**Task brief**
Reproduce all of the records below in full, requests included, multiplying each x and y coordinate in the answer points by 2.5 and rounding to whole numbers, with halves rounded up. Leave the sample points in the requests unchanged.

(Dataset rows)
__________________________________________________
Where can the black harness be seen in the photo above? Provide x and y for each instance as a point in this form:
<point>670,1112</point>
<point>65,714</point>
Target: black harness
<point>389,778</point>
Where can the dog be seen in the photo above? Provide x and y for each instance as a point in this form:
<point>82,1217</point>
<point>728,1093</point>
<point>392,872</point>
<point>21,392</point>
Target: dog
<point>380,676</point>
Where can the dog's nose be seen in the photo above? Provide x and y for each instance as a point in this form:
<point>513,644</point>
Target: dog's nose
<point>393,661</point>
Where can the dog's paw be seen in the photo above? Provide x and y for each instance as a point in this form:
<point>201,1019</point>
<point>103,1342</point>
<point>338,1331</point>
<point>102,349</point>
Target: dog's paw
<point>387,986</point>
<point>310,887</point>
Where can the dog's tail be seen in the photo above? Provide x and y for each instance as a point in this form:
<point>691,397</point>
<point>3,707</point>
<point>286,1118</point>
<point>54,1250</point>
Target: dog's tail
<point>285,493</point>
__________________________________________________
**Problem solution**
Where can the black harness be seen in the photo above? Provide x and y for each instance as a point in this form:
<point>670,1112</point>
<point>65,714</point>
Target: black harness
<point>973,1945</point>
Where can the dog be seen in the photo above? Provide x and y for each instance as a point in this form:
<point>82,1217</point>
<point>728,1093</point>
<point>392,872</point>
<point>21,392</point>
Target: dog
<point>950,1690</point>
Where can the dog's nose be seen in the photo above? Provide x and y for each instance as a point in this form:
<point>513,644</point>
Target: dog's nose
<point>983,1653</point>
Where can the dog's paw be seen in the photo above? Provide x and y for each instance as a point in this form:
<point>201,1019</point>
<point>103,1342</point>
<point>338,1331</point>
<point>102,349</point>
Target: dog's paw
<point>968,2465</point>
<point>775,2218</point>
Where can the dog's tail be seen in the photo above? Provide x and y for each instance as a point in this form:
<point>691,397</point>
<point>3,707</point>
<point>286,1118</point>
<point>54,1250</point>
Target: dog's tail
<point>713,1233</point>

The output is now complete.